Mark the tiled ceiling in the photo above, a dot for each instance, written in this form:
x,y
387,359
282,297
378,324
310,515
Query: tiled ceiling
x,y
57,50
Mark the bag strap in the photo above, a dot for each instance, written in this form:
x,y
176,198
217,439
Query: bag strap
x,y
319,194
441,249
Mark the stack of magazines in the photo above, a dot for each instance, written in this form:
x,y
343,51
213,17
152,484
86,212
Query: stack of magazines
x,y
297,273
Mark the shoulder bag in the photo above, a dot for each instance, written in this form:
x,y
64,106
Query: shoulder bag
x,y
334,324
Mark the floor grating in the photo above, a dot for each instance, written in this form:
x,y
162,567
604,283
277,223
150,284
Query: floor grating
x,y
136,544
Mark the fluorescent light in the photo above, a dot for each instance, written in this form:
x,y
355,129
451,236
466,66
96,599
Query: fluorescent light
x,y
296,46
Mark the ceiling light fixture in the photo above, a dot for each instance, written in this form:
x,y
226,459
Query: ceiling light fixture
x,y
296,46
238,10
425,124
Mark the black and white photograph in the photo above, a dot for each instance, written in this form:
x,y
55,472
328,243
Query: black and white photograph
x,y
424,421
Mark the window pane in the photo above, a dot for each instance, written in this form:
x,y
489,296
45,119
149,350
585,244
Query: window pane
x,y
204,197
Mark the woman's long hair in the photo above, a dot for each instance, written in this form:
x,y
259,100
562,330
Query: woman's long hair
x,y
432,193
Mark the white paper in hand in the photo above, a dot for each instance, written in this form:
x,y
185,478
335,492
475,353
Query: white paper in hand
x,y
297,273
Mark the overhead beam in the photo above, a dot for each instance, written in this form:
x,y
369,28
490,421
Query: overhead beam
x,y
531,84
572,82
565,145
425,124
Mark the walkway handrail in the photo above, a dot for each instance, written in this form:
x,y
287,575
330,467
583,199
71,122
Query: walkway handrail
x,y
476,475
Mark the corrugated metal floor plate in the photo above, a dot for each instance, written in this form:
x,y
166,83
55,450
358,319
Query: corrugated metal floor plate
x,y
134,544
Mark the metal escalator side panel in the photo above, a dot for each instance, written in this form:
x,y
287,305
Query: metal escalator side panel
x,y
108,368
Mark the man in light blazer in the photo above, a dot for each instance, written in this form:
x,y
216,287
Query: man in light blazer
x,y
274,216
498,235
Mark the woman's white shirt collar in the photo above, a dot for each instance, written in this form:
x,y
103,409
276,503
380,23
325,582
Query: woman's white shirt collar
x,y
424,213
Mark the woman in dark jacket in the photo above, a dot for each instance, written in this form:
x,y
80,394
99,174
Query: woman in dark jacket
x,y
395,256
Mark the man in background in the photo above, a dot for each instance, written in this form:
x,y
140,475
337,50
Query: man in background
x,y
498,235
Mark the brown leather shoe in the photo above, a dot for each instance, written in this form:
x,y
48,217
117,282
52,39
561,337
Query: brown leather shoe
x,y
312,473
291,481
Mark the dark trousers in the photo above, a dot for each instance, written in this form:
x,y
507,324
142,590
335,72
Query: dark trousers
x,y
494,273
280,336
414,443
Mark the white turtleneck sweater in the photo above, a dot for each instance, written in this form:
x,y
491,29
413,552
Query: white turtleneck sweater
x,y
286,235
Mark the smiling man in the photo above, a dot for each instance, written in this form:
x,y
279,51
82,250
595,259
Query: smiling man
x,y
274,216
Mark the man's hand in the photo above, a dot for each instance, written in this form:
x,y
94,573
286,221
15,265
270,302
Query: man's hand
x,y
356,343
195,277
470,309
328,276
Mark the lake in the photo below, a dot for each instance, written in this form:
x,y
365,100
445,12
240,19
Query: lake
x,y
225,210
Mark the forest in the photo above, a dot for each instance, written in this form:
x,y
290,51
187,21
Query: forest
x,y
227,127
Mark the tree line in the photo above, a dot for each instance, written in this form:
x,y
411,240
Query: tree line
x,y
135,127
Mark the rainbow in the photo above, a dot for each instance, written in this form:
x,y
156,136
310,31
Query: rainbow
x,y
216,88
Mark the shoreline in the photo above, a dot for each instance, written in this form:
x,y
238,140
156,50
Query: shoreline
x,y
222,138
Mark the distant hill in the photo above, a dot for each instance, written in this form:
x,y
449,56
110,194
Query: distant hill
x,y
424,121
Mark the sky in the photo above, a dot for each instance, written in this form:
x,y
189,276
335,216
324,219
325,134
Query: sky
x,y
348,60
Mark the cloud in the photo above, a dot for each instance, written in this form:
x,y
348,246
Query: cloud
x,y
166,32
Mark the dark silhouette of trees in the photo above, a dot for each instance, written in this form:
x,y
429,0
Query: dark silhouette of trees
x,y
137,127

───

→ Instructions for the task: All the records above need to be output exactly, with none omitted.

→ Task solution:
Mark the tiled ceiling in the photo above, a dot for each instance, written in this form:
x,y
387,359
282,297
378,324
310,515
Query: tiled ceiling
x,y
57,50
Mark the bag strap in the photo above, a dot for each instance, written in this form:
x,y
176,198
217,439
Query: bag strap
x,y
319,194
441,249
Mark the stack of magazines in the photo above, a dot for each instance, written in this form:
x,y
343,51
213,17
152,484
86,212
Query: stack of magazines
x,y
297,273
Mark the shoulder bag in the photo above, a dot for each instance, written in this form:
x,y
64,106
Query: shoulder bag
x,y
334,324
Mark the floor grating in the photo above, a dot for each instance, written in this form:
x,y
162,567
604,283
277,223
150,284
Query: floor grating
x,y
136,544
Mark the fluorescent light in the photo above, a dot for each instance, written in this form:
x,y
355,129
451,236
466,66
96,599
Query: fluorescent light
x,y
296,46
Mark the ceiling light fixture in the photo above, a dot for each instance, written in this form:
x,y
226,459
Query: ceiling light fixture
x,y
296,46
238,10
425,124
Mark the black and white photograph in the photo above, a dot for each instance, written in this form:
x,y
55,472
328,243
Query: black and white photograph
x,y
424,421
Mark the window pane in the photo above, a dot for each instance, written in this form:
x,y
489,296
45,119
149,350
585,244
Query: window pane
x,y
204,197
Mark the woman's long hair in the photo above, a dot for each instance, written in this form:
x,y
259,100
562,330
Query: woman's long hair
x,y
432,193
Mark the white paper in hand in the photo above, a dot for each instance, written in this form:
x,y
185,478
335,492
475,353
Query: white paper in hand
x,y
297,273
Mark the overhead beam in the photo above, a dot for each instance, written in this form:
x,y
369,28
490,421
Query: overhead beam
x,y
531,84
572,82
565,145
425,124
Mark the walkway handrail in the photo above, a dot for each instance, written in this form:
x,y
287,575
330,467
583,199
71,122
Query: walkway handrail
x,y
476,475
Mark the corrugated metal floor plate in the photo above, a dot for each instance, written in this form:
x,y
166,83
55,450
358,319
Query: corrugated metal floor plate
x,y
134,544
Mark the metal escalator side panel in the photo above, a dot for each instance, written in this form:
x,y
287,305
Query: metal escalator side panel
x,y
108,368
Mark the man in light blazer in the photo above, a dot for each instance, written in this form:
x,y
216,287
Query: man in light blazer
x,y
274,216
498,235
Mark the woman's white shirt collar in the photo above, a dot for each instance, written in this form:
x,y
103,409
276,503
380,23
325,582
Query: woman's white shirt collar
x,y
424,213
Mark the woman in dark jacket in the photo above, a dot for each instance, written in this form:
x,y
80,394
99,174
Query: woman in dark jacket
x,y
395,256
Mark the man in background in the photo above, a dot for each instance, written in this form:
x,y
140,475
337,50
Query: man in background
x,y
498,235
Mark the brown leather shoe in the photo above, a dot for each instance, written in this form:
x,y
48,217
117,282
52,39
561,337
Query: brown leather shoe
x,y
312,473
291,481
Mark the dark trousers in the photo above, a dot for each instance, written in this form:
x,y
507,324
142,590
335,72
Query: dark trousers
x,y
494,273
280,336
414,443
Mark the white turtleneck sweater in the photo above, a dot for each instance, written in this form:
x,y
491,29
413,552
Query: white turtleneck sweater
x,y
286,235
Mark the smiling man in the photo above, a dot for each instance, written in this form:
x,y
279,51
82,250
595,259
Query: smiling man
x,y
274,216
Mark the man's hand in the photo above, a dot for each instance, written in this form:
x,y
94,573
286,221
15,265
270,302
Query: man's hand
x,y
356,343
195,277
470,309
328,276
Mark the lake in the photo below, a dot for each instance, written in this form:
x,y
365,100
445,12
240,19
Query: lake
x,y
225,210
Mark the forest in the photo above, a dot for each instance, written in this form:
x,y
290,51
187,21
Query: forest
x,y
227,127
Mark the tree line in the photo above, a dot for each instance, written in this form:
x,y
411,240
Query: tree line
x,y
135,127
Mark the rainbow in the photo above, a dot for each instance, written in this form:
x,y
156,136
310,31
Query: rainbow
x,y
216,88
Mark the shoreline in the photo above, a dot for each instance, written in this form:
x,y
238,140
156,50
Query: shoreline
x,y
222,138
Mark the distant hill in the photo above, a dot for each instance, written in this form:
x,y
449,56
110,194
Query: distant hill
x,y
424,121
Mark the sky in the photo above, a dot for each instance, written in this form:
x,y
189,276
335,216
324,219
325,134
Query: sky
x,y
348,60
Mark the cloud in the photo above, a dot for each instance, written in this form:
x,y
348,246
Query: cloud
x,y
166,32
Mark the dark silhouette of trees in the photo above, a dot for each instance, written in this form:
x,y
429,0
Query: dark silhouette of trees
x,y
137,127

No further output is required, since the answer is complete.